- _WHAT YOU WILL DO_
Copy every entry below, exactly and in full.

- _ENTRIES SUPPLIED_

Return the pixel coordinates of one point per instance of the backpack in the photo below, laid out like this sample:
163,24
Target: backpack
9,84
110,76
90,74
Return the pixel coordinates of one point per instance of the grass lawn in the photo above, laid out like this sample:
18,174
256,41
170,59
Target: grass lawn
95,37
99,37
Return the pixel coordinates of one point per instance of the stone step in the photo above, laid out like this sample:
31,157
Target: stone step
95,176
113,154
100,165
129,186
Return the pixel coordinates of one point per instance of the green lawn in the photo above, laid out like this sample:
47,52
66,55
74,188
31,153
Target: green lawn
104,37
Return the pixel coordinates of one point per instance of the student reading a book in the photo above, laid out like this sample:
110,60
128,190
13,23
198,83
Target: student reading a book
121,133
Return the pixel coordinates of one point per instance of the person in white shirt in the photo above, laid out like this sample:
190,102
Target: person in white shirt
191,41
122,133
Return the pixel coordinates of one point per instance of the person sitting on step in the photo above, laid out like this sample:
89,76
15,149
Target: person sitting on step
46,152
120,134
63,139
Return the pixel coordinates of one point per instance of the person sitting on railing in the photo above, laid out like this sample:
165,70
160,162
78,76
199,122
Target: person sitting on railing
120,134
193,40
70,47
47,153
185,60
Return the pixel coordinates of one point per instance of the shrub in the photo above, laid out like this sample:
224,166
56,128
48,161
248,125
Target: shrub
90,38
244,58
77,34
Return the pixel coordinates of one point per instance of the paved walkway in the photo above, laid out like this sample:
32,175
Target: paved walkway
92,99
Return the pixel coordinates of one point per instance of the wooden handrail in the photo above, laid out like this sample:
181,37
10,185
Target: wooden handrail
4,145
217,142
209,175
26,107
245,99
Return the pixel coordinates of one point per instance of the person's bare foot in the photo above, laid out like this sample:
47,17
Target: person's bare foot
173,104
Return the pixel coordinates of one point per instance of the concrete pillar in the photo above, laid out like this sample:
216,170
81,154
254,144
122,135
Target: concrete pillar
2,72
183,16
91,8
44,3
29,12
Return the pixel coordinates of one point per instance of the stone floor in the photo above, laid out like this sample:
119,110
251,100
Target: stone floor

- _RESULT_
Return the pixel coordinates of one point per instance of the backpack in the photo below, laid out like this sample:
163,24
Target: backpack
9,84
110,76
90,74
Return the pixel coordinates of one point per instance of the grass lawn in the photo above, laid out like this sample:
18,174
256,41
170,59
Target: grass lawn
95,37
99,37
Return the pixel coordinates of one point per instance of the stone step in the photo above, laid out like this sample:
31,157
Target: stone step
95,176
113,154
100,165
129,186
Return the pixel coordinates of one point per instance of the green lawn in the photo above, laid out like this sample:
47,52
66,55
74,188
31,153
Target: green lawn
104,37
Return the pixel coordinates of one point per instance of the student reading a book in the photo above, laid out like this sample:
110,60
128,190
13,23
198,83
Target: student reading a book
121,133
Return the pixel coordinates of one point per instance of the person in white shirt in the photo above, laid out like this sample:
190,102
Target: person in white shirt
191,41
122,133
Return the pixel coordinates of one point per instance of the person sitting on step in the photo above, laid out like this sample:
89,76
15,149
Target: person sitting on step
46,152
120,134
63,139
Return the pixel coordinates of one point per instance of the person sitting on railing in the photo above, laid out like this sample:
165,70
160,162
78,76
199,122
Target: person sitting on railing
120,134
193,40
70,47
47,153
185,60
Return the pixel coordinates of one point per instance of the shrub in the photo above, laid out like this sample:
224,166
56,128
48,161
248,125
Target: shrub
90,38
244,58
77,34
Return the pixel coordinates of one point per instance of the paved walkway in the photo above, laid out like this sample:
32,175
Target: paved walkway
92,99
Return the pixel coordinates of one point per instance of the wooden handrail in the photo above, laid out like this sample:
181,37
10,185
Target: wooden handrail
4,145
217,142
209,175
26,107
245,99
Return the pixel coordinates of one point per instance of the person's bare foot in the photo above, laid out like this sample:
47,17
Target: person's bare foot
173,104
Return the pixel coordinates of one point per instance of the concrete pillar in the photo above, laid out like this sample:
216,170
81,154
254,144
122,135
Target: concrete pillar
2,72
183,16
91,8
44,3
29,12
Return the pixel coordinates of one point per instance of the stone floor in the photo above, laid out like this sample:
119,110
251,100
Target: stone floor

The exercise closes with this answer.